**About this exercise:**
Your answer must be every line of the data that contains "dark".

----------

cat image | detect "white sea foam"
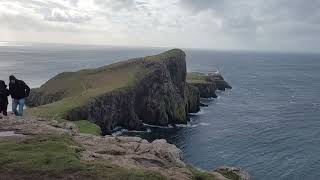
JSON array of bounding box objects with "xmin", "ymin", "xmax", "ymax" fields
[
  {"xmin": 143, "ymin": 123, "xmax": 174, "ymax": 129},
  {"xmin": 175, "ymin": 124, "xmax": 198, "ymax": 128},
  {"xmin": 189, "ymin": 109, "xmax": 205, "ymax": 116},
  {"xmin": 175, "ymin": 122, "xmax": 210, "ymax": 128},
  {"xmin": 199, "ymin": 122, "xmax": 210, "ymax": 126},
  {"xmin": 112, "ymin": 127, "xmax": 152, "ymax": 136}
]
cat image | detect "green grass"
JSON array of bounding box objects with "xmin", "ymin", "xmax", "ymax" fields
[
  {"xmin": 0, "ymin": 135, "xmax": 85, "ymax": 172},
  {"xmin": 0, "ymin": 135, "xmax": 165, "ymax": 179},
  {"xmin": 27, "ymin": 65, "xmax": 145, "ymax": 119},
  {"xmin": 187, "ymin": 72, "xmax": 210, "ymax": 84},
  {"xmin": 74, "ymin": 120, "xmax": 102, "ymax": 136}
]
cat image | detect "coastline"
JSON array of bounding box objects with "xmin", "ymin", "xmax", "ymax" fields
[{"xmin": 0, "ymin": 49, "xmax": 249, "ymax": 180}]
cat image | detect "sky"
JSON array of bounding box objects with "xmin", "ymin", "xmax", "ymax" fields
[{"xmin": 0, "ymin": 0, "xmax": 319, "ymax": 52}]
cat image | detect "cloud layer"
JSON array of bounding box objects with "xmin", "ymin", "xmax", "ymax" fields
[{"xmin": 0, "ymin": 0, "xmax": 319, "ymax": 52}]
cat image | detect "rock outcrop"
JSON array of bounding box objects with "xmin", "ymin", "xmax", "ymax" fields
[
  {"xmin": 26, "ymin": 49, "xmax": 198, "ymax": 135},
  {"xmin": 214, "ymin": 166, "xmax": 251, "ymax": 180},
  {"xmin": 187, "ymin": 72, "xmax": 232, "ymax": 98},
  {"xmin": 26, "ymin": 49, "xmax": 231, "ymax": 135},
  {"xmin": 0, "ymin": 116, "xmax": 249, "ymax": 180}
]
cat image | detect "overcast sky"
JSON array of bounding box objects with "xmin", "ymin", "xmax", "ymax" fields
[{"xmin": 0, "ymin": 0, "xmax": 319, "ymax": 52}]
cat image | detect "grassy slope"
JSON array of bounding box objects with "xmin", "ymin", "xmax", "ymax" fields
[
  {"xmin": 0, "ymin": 135, "xmax": 165, "ymax": 180},
  {"xmin": 28, "ymin": 62, "xmax": 145, "ymax": 119},
  {"xmin": 186, "ymin": 72, "xmax": 211, "ymax": 84}
]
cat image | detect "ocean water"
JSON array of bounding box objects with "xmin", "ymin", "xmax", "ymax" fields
[{"xmin": 1, "ymin": 43, "xmax": 320, "ymax": 180}]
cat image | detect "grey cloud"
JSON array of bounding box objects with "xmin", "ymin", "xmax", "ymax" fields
[
  {"xmin": 6, "ymin": 0, "xmax": 89, "ymax": 23},
  {"xmin": 179, "ymin": 0, "xmax": 320, "ymax": 26},
  {"xmin": 179, "ymin": 0, "xmax": 226, "ymax": 13},
  {"xmin": 94, "ymin": 0, "xmax": 136, "ymax": 10},
  {"xmin": 1, "ymin": 0, "xmax": 320, "ymax": 52},
  {"xmin": 14, "ymin": 0, "xmax": 68, "ymax": 10},
  {"xmin": 44, "ymin": 8, "xmax": 91, "ymax": 23},
  {"xmin": 179, "ymin": 0, "xmax": 320, "ymax": 44},
  {"xmin": 0, "ymin": 12, "xmax": 88, "ymax": 33}
]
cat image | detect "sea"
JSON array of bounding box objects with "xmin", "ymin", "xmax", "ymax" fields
[{"xmin": 1, "ymin": 42, "xmax": 320, "ymax": 180}]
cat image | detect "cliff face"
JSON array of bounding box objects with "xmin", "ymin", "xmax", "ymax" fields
[
  {"xmin": 187, "ymin": 72, "xmax": 232, "ymax": 98},
  {"xmin": 26, "ymin": 49, "xmax": 232, "ymax": 135},
  {"xmin": 206, "ymin": 74, "xmax": 232, "ymax": 91},
  {"xmin": 185, "ymin": 84, "xmax": 201, "ymax": 113},
  {"xmin": 132, "ymin": 52, "xmax": 188, "ymax": 126},
  {"xmin": 73, "ymin": 52, "xmax": 189, "ymax": 134},
  {"xmin": 70, "ymin": 89, "xmax": 144, "ymax": 135},
  {"xmin": 189, "ymin": 82, "xmax": 217, "ymax": 98},
  {"xmin": 26, "ymin": 49, "xmax": 196, "ymax": 135}
]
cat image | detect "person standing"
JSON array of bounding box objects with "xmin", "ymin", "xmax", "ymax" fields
[
  {"xmin": 0, "ymin": 80, "xmax": 9, "ymax": 118},
  {"xmin": 9, "ymin": 75, "xmax": 30, "ymax": 116}
]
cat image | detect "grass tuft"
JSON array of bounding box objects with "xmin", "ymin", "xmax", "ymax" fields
[
  {"xmin": 0, "ymin": 135, "xmax": 84, "ymax": 172},
  {"xmin": 74, "ymin": 120, "xmax": 102, "ymax": 136},
  {"xmin": 0, "ymin": 135, "xmax": 165, "ymax": 179}
]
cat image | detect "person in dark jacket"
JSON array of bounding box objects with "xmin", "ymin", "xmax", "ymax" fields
[
  {"xmin": 9, "ymin": 75, "xmax": 30, "ymax": 116},
  {"xmin": 0, "ymin": 80, "xmax": 9, "ymax": 118}
]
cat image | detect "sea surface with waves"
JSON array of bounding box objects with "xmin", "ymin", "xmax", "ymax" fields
[{"xmin": 1, "ymin": 42, "xmax": 320, "ymax": 180}]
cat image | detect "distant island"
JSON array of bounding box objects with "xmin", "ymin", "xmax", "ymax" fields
[{"xmin": 0, "ymin": 49, "xmax": 250, "ymax": 180}]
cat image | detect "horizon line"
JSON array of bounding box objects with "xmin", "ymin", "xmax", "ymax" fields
[{"xmin": 1, "ymin": 40, "xmax": 319, "ymax": 55}]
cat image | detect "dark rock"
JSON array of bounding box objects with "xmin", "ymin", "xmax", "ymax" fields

----------

**Task answer:**
cat image | detect "person in dark jacket"
cat image | detect "dark rock"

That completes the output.